(Named object pointing entries)
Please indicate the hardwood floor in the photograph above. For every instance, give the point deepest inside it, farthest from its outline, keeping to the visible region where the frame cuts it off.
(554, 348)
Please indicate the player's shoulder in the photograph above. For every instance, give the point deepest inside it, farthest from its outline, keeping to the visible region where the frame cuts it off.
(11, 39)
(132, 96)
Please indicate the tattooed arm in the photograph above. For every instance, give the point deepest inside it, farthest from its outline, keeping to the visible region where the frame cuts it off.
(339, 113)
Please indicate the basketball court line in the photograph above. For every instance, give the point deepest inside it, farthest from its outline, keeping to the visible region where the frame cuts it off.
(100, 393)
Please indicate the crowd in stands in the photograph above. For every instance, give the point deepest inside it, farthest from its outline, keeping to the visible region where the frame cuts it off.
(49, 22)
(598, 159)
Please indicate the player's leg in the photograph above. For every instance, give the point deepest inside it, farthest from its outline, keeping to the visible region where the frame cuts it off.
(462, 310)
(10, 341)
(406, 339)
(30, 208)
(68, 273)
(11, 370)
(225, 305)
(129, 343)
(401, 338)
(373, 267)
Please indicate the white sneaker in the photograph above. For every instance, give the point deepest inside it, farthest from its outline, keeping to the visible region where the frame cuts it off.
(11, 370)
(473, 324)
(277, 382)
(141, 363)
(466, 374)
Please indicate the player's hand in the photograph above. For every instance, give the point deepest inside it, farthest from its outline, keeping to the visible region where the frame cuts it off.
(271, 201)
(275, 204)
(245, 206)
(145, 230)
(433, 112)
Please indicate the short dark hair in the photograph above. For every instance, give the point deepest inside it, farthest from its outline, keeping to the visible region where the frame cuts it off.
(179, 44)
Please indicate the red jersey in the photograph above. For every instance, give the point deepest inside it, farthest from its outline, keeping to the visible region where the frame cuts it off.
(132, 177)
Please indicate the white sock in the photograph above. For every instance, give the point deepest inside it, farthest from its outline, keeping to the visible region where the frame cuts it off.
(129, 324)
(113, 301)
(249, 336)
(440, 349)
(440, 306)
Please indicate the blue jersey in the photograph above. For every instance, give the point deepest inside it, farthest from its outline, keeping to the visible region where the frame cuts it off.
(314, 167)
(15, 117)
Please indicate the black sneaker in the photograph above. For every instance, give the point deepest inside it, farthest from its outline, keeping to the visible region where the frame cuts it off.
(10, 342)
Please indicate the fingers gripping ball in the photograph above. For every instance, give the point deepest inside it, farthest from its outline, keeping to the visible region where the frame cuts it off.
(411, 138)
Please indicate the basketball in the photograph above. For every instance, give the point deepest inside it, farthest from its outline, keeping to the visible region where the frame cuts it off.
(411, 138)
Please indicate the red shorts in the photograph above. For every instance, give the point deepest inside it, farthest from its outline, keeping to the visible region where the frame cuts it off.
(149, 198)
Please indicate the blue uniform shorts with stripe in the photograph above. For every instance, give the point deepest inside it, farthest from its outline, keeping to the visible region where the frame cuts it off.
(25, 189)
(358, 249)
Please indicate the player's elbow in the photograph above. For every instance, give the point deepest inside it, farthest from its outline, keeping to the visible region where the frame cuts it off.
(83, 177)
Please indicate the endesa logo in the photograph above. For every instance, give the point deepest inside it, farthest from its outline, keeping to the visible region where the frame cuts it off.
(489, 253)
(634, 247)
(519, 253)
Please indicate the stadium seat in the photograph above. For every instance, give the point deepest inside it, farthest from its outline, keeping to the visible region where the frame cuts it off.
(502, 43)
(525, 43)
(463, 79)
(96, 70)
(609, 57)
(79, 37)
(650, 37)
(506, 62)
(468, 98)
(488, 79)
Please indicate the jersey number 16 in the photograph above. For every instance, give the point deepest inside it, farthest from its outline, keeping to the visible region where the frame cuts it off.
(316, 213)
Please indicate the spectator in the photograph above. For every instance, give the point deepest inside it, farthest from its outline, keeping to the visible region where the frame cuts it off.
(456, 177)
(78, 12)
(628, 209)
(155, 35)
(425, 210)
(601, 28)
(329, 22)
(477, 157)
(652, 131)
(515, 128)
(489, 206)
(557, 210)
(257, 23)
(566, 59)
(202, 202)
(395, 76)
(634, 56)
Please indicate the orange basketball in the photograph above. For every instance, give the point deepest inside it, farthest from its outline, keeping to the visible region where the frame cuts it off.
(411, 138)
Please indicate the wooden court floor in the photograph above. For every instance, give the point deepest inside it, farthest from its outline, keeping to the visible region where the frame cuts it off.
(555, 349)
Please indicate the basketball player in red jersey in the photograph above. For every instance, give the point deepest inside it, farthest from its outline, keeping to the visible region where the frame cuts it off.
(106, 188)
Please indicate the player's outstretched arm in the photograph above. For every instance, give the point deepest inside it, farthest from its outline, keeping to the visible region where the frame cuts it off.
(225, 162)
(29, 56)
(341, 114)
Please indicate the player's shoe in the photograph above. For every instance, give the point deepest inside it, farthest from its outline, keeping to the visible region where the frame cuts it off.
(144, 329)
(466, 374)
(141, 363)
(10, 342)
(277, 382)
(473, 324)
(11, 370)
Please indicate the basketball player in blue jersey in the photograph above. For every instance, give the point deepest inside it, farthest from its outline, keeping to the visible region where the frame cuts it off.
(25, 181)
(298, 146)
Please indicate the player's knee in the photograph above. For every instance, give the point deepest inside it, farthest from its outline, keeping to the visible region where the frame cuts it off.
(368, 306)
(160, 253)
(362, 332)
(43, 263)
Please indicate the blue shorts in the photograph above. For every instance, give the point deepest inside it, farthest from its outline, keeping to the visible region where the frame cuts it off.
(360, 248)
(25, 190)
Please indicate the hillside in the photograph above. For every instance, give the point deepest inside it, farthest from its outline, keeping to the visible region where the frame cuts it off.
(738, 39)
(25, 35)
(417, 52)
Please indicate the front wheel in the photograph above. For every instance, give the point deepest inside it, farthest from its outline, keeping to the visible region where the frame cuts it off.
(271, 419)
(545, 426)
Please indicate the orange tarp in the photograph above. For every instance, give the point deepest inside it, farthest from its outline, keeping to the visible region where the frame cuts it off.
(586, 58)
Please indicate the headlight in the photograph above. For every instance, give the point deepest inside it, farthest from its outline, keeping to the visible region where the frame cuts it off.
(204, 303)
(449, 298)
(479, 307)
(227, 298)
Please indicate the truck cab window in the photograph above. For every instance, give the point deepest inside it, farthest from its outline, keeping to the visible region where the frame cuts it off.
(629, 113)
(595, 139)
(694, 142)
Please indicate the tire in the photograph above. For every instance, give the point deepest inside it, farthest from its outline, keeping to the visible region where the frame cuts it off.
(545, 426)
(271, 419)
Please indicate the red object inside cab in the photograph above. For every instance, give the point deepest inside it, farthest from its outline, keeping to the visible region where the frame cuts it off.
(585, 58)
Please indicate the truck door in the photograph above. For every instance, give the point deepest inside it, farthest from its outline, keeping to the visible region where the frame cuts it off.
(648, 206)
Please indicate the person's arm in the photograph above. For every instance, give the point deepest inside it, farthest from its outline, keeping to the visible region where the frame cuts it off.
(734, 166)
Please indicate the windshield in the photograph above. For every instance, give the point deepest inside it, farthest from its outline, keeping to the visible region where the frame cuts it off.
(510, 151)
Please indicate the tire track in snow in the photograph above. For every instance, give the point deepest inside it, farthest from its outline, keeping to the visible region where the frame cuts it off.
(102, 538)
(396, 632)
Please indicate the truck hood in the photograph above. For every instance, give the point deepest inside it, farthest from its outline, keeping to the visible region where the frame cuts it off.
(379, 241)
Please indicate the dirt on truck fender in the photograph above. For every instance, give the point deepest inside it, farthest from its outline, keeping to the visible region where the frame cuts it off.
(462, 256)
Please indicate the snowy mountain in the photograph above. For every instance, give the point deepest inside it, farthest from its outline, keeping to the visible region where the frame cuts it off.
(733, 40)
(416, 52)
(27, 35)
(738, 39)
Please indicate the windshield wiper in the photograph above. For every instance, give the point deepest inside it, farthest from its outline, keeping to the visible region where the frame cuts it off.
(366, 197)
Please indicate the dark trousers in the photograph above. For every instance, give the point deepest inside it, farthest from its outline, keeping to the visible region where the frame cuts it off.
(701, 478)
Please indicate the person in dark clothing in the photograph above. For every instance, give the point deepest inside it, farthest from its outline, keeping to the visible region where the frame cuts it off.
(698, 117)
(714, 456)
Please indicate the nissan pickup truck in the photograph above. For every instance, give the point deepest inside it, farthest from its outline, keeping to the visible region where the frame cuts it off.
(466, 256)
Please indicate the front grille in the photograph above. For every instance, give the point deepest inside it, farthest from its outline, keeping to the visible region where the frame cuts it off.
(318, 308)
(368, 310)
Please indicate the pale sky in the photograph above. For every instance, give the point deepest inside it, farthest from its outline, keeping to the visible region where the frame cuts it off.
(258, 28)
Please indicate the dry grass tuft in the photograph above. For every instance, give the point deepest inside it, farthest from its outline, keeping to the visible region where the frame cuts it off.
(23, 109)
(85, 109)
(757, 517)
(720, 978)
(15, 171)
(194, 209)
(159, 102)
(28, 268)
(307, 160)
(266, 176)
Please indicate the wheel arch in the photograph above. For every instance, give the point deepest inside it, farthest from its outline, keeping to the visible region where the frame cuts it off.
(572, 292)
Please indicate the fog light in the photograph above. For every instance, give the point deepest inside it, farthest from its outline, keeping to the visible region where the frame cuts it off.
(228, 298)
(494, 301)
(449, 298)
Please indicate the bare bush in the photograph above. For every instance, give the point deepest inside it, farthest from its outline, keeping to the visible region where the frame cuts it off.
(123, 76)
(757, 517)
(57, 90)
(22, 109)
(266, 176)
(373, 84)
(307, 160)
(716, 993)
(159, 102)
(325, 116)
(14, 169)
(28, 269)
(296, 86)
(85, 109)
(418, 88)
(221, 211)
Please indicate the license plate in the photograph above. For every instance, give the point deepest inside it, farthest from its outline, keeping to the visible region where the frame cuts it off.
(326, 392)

Task prompt |
Starting with the line that contains "Please indicate the bare", repeat each line through the last one exactly as it appears. Include both ends and nothing more.

Result below |
Please indicate the bare bush in the photograph above. For every instance, give the point deepest inside it, farthest from its outline, keeping to the visible region where the frame cuts it off.
(123, 76)
(757, 517)
(57, 90)
(22, 109)
(266, 176)
(373, 84)
(307, 160)
(716, 993)
(159, 102)
(325, 116)
(14, 169)
(28, 269)
(296, 86)
(85, 109)
(418, 88)
(221, 211)
Please indicate the license plate in the photograph above. For every instance, give the point deepest inside it, farthest from its outline, keeping to the visible region where the frame cuts it off.
(326, 392)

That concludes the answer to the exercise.